* **Record set**:
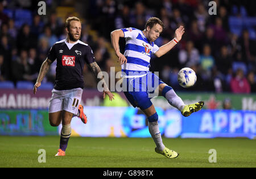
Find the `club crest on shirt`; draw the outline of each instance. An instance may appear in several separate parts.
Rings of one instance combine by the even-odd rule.
[[[131,28],[131,27],[130,28],[126,28],[126,30],[127,31],[129,31],[130,32],[131,32],[133,31],[133,28]]]
[[[63,66],[75,66],[76,64],[76,57],[75,56],[63,55],[61,59]]]
[[[75,52],[76,52],[76,54],[77,54],[77,55],[82,55],[82,52],[80,52],[80,51],[77,51],[77,50],[75,50]]]
[[[151,50],[151,49],[150,48],[148,45],[147,44],[145,44],[144,43],[142,43],[142,45],[145,48],[145,52],[142,52],[142,53],[143,53],[143,54],[145,54],[146,55],[150,55],[150,51]]]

* **Exercise aim**: Rewrite the entries from the start up to and including the line with "Rings of one", putting "border" in place of "outline" and changing nothing else. Leave out the pictures.

* **Final result**:
Find the `club crest on shirt`; draw the border of each instance. An instance may appear in several separate parts.
Rings of one instance combine by the even-odd rule.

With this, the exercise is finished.